### Tarefas
1 > Reescreva de forma mais concisa o parágrafo do trecho que começa com "Tal quadro de horrores", mantendo seus fatos principais.
2 > Reproduza do trecho, sem alterações, a passagem que vai de "Tal quadro de" a "nos deixam esquecer.".

#### Trecho selecionado

Tal quadro de horrores começou a mudar radicalmente com a chegada do século 20 e, por sorte, de novas mentalidades. Freud fez parte dessa ruptura, sendo um dos primeiros médicos a entrevistar, refletir e registrar o atendimento de um menino de cinco anos, o pequeno Hans, que não saía à rua, em Viena (Áustria), por temor de que os cavalos o mordessem. É chamativo que o nascimento da pediatria coincide com o da psicanálise, ambas há cerca de 120 anos.
Desde então temos visto avanços substanciais. Por quase todo o mundo civilizado vemos práticas de cuidados à criança e aos adolescentes. Mas, elas precisam ser permanentemente lembradas e aprimoradas. Os acontecimentos trágicos que culminaram com a morte de uma menina de três anos em Alvorada, na Região Metropolitana de Porto Alegre, no último dia 11, não nos deixam esquecer.

########
#### Conjunto de dados

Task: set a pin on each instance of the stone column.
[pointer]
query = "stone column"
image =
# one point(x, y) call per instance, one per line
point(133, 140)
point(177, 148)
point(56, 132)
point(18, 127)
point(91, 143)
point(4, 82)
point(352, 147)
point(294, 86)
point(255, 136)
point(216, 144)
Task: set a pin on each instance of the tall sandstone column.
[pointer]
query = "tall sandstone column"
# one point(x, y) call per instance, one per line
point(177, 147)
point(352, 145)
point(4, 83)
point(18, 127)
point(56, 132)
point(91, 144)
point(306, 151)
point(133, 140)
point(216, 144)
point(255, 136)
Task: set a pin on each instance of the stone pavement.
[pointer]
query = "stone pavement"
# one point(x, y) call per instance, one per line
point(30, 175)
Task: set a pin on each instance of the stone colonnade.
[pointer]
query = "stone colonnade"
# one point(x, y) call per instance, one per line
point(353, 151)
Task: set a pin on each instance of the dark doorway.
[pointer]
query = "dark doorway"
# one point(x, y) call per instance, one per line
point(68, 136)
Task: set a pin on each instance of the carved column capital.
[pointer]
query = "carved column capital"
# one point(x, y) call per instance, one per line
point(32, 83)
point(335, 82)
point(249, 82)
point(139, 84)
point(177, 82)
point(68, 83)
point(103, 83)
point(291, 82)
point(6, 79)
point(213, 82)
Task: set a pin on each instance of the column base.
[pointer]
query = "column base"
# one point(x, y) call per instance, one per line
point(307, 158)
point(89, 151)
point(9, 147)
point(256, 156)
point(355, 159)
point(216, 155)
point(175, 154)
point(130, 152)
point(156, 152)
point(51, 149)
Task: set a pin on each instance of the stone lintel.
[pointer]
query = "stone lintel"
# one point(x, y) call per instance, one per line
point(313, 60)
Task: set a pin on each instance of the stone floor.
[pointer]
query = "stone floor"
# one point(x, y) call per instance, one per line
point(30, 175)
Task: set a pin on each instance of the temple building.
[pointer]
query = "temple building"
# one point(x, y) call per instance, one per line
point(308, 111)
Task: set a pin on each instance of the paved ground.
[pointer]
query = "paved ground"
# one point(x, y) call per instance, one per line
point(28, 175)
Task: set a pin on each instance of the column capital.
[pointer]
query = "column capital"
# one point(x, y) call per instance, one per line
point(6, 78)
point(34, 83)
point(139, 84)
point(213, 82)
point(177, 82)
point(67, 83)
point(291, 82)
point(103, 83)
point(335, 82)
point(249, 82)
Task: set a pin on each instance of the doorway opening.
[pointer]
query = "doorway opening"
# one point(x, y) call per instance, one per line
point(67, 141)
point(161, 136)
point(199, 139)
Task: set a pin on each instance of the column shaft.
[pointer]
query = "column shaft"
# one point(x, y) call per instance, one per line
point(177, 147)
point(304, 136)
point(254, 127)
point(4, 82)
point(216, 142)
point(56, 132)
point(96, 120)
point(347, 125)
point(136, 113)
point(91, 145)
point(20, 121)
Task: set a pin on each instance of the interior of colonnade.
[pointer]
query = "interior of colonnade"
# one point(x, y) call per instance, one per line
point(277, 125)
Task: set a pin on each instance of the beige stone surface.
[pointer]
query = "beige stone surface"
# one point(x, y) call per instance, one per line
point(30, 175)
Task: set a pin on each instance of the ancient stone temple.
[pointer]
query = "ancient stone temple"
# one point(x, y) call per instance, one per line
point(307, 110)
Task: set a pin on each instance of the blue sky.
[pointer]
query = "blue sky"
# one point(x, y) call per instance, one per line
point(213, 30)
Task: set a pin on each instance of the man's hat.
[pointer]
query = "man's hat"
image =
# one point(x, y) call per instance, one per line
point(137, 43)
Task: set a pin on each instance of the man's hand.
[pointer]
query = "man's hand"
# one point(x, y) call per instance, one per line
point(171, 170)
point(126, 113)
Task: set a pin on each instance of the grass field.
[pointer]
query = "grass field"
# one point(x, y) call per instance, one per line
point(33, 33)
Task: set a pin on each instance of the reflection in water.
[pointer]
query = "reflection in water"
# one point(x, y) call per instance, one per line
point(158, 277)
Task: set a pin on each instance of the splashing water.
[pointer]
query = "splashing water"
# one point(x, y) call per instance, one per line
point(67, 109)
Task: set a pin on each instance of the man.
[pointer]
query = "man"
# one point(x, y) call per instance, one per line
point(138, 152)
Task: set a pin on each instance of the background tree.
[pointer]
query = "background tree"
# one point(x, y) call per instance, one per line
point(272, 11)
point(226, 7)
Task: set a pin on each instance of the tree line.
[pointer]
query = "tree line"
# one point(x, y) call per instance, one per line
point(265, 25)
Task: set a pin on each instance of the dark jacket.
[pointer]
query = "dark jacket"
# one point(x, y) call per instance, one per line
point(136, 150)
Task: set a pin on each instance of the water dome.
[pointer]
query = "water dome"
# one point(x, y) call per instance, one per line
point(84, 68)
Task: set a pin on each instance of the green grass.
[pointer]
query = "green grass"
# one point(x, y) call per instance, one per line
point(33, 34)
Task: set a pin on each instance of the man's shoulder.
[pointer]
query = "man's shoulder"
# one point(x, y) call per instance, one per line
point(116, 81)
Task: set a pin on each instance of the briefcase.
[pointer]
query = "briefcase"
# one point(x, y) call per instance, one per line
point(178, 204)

########

### Respostas por tarefa
1 > O quadro de horrores mudou radicalmente com o século 20 e novas mentalidades. Freud participou dessa ruptura como um dos primeiros médicos a entrevistar, refletir e registrar o atendimento de uma criança: o pequeno Hans, de cinco anos, que em Viena não saía à rua por medo de ser mordido por cavalos. A pediatria e a psicanálise nasceram juntas, há cerca de 120 anos.

2 >
Tal quadro de horrores começou a mudar radicalmente com a chegada do século 20 e, por sorte, de novas mentalidades. Freud fez parte dessa ruptura, sendo um dos primeiros médicos a entrevistar, refletir e registrar o atendimento de um menino de cinco anos, o pequeno Hans, que não saía à rua, em Viena (Áustria), por temor de que os cavalos o mordessem. É chamativo que o nascimento da pediatria coincide com o da psicanálise, ambas há cerca de 120 anos.
Desde então temos visto avanços substanciais. Por quase todo o mundo civilizado vemos práticas de cuidados à criança e aos adolescentes. Mas, elas precisam ser permanentemente lembradas e aprimoradas. Os acontecimentos trágicos que culminaram com a morte de uma menina de três anos em Alvorada, na Região Metropolitana de Porto Alegre, no último dia 11, não nos deixam esquecer.